▶ [GIVEN INSTRUCTION]: Starting at the beginning of the records and ending at the line that contains "pixel 613 320", copy those lines again, substituting "Mark" for "Indicate" and leaving everything else the same.

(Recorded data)
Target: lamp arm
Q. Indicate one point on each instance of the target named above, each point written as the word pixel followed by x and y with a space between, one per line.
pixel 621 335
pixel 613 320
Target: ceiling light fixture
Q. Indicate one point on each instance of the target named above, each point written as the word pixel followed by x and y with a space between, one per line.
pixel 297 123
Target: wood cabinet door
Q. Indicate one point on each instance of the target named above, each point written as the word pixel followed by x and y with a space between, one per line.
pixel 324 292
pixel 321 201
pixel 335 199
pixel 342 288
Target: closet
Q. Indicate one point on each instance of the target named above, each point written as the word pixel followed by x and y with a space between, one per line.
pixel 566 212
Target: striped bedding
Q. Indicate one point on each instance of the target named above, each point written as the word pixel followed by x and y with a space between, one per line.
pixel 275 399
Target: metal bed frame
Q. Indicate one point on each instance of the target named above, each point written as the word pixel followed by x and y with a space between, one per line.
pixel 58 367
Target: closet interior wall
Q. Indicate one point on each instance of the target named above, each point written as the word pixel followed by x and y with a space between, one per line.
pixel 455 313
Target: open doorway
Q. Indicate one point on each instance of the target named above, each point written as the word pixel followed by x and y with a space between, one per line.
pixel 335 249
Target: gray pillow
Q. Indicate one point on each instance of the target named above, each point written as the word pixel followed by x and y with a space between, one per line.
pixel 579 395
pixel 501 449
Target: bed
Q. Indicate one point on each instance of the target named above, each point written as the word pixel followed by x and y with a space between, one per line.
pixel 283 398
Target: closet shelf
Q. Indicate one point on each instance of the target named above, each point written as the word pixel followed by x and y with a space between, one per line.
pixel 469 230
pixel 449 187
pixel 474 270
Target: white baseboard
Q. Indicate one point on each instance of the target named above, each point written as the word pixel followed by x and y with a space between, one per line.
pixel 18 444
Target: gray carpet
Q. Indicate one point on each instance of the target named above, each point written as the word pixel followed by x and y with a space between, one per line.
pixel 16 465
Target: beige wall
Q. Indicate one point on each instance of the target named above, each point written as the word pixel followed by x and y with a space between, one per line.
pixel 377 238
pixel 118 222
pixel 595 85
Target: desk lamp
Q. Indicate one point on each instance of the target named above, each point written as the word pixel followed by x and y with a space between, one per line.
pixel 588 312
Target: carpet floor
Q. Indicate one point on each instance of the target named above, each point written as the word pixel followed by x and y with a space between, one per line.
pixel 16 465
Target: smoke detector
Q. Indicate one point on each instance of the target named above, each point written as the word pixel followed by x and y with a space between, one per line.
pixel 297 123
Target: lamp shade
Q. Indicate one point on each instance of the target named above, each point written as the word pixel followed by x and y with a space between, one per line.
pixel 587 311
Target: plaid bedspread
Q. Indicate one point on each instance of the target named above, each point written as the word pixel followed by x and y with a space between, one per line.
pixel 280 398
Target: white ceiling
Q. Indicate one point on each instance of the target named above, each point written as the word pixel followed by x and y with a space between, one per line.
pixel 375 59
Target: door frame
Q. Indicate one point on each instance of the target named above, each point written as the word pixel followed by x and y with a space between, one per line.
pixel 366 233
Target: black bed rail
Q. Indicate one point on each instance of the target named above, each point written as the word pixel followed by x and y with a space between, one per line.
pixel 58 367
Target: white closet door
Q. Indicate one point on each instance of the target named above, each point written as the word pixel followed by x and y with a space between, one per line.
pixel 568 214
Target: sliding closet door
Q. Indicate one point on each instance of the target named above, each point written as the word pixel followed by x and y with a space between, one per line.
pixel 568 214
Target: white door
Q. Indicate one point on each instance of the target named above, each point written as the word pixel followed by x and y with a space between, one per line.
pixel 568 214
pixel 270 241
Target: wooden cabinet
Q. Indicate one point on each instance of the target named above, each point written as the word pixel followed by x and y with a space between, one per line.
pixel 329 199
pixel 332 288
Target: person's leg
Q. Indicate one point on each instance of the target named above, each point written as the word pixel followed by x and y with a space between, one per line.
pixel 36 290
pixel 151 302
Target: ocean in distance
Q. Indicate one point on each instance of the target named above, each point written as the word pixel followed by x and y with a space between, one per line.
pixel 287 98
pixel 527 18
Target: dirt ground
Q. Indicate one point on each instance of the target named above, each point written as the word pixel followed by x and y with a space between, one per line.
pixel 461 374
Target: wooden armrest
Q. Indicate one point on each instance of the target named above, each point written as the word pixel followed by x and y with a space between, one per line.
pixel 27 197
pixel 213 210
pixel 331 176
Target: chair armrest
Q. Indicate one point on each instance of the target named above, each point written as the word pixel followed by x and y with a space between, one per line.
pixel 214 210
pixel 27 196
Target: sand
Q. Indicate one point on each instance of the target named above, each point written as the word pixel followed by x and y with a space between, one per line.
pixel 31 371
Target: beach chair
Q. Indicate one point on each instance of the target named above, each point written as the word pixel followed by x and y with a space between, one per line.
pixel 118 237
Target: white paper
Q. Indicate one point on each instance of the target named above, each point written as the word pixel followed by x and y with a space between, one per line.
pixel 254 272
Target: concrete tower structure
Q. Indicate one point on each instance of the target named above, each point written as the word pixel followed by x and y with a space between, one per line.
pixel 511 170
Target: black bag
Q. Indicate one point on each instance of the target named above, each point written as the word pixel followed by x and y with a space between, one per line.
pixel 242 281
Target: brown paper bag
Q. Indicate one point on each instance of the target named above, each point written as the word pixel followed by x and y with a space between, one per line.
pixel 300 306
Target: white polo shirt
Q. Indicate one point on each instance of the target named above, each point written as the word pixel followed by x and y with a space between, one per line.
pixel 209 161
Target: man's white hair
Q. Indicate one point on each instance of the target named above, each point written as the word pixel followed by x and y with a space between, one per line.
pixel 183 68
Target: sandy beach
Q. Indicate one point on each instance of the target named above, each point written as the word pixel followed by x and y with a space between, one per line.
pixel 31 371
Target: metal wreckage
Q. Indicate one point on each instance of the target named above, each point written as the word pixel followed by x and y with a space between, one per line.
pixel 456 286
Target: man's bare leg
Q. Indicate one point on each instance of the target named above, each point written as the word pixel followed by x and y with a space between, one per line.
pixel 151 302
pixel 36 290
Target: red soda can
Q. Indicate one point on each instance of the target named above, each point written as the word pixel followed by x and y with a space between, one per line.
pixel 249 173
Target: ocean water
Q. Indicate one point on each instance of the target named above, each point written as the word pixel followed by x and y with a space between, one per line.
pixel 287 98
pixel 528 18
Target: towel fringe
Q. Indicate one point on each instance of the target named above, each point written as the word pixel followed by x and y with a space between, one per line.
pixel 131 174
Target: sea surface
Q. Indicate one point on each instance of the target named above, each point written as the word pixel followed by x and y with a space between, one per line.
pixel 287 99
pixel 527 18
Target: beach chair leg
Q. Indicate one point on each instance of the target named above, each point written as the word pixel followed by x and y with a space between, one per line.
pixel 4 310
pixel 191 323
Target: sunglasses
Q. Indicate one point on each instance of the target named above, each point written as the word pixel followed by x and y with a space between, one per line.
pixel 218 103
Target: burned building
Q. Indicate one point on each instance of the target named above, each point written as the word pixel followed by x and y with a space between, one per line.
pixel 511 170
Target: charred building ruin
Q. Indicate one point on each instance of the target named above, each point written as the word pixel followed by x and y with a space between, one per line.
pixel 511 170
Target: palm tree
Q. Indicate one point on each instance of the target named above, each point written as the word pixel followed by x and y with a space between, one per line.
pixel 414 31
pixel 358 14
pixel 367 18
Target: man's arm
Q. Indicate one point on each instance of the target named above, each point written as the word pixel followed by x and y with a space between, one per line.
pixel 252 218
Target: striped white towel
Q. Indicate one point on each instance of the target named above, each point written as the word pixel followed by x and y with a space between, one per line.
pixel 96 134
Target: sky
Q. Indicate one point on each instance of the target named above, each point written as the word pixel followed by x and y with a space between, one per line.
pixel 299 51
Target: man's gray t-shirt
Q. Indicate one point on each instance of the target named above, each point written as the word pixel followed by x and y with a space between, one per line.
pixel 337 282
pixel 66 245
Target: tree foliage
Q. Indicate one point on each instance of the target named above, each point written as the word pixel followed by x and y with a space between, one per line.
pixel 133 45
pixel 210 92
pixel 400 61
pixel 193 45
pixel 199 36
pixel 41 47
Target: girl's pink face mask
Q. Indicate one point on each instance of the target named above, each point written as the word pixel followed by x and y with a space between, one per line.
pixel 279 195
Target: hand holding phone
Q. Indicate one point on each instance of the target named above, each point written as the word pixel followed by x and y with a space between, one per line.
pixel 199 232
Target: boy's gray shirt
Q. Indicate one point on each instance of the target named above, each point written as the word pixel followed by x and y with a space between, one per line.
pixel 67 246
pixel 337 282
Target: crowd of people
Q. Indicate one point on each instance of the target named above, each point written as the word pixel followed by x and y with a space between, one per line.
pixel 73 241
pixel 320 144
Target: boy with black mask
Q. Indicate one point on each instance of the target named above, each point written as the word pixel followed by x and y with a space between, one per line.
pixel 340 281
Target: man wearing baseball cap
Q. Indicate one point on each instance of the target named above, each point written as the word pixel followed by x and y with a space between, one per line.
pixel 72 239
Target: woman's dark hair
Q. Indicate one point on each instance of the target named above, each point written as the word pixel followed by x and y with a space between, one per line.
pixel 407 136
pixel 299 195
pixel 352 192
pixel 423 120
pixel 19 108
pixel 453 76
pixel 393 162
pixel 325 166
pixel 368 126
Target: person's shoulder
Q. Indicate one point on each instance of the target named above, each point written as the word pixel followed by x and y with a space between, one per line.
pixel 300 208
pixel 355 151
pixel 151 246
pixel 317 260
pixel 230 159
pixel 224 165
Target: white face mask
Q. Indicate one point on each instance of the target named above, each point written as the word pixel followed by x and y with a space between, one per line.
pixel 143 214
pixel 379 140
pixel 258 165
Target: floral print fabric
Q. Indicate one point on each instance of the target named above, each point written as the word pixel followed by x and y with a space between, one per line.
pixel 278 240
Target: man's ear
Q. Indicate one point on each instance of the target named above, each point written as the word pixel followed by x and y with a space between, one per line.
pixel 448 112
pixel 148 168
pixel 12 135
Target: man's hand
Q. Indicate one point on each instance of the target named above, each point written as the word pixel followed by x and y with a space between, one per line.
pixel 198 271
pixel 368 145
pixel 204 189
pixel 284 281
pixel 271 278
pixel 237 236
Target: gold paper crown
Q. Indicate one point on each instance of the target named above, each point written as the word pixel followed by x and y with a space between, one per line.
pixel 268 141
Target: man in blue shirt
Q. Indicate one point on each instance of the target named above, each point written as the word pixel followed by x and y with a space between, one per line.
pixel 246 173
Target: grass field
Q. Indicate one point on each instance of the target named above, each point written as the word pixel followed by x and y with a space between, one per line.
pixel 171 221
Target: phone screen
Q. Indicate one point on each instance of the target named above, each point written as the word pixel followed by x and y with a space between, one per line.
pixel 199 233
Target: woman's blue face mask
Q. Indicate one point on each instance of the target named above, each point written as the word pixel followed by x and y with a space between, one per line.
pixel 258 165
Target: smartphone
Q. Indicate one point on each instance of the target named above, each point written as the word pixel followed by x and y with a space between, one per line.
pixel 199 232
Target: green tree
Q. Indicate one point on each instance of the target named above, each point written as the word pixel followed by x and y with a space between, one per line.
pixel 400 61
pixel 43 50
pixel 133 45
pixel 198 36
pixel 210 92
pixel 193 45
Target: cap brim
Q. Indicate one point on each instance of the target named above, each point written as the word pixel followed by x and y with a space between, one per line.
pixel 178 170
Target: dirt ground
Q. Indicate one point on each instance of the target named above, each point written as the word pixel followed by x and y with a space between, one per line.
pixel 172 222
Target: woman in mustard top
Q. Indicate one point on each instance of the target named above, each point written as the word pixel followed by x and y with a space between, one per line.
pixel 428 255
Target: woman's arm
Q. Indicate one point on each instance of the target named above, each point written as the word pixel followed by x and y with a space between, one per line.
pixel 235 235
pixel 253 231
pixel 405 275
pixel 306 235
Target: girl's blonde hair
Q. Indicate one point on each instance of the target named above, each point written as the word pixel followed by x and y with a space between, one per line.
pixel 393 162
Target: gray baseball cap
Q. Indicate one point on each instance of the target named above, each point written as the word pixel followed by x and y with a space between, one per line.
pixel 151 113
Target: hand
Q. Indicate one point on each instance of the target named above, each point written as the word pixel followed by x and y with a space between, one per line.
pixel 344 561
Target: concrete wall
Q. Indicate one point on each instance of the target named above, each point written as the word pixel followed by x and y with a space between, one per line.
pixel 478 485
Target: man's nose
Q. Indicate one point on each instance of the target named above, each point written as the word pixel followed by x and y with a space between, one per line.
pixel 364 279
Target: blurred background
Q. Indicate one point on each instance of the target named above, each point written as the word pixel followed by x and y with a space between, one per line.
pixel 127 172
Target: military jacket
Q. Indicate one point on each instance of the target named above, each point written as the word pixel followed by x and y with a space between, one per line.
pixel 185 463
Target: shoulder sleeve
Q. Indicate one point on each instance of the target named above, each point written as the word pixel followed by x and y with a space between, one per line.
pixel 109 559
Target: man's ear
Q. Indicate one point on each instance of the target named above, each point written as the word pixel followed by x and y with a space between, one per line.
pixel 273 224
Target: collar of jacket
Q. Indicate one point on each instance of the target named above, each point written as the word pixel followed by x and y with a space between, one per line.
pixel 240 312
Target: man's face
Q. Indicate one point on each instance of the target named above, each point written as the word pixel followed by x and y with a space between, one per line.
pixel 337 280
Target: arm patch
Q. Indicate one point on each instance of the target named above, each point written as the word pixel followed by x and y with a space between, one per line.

▶ [ANSWER FOR THIS EXERCISE]:
Target: lamp arm
Q. Mark one point on each instance of the target named above, each point written as the word pixel followed by x and y with a space between, one per line.
pixel 621 335
pixel 613 320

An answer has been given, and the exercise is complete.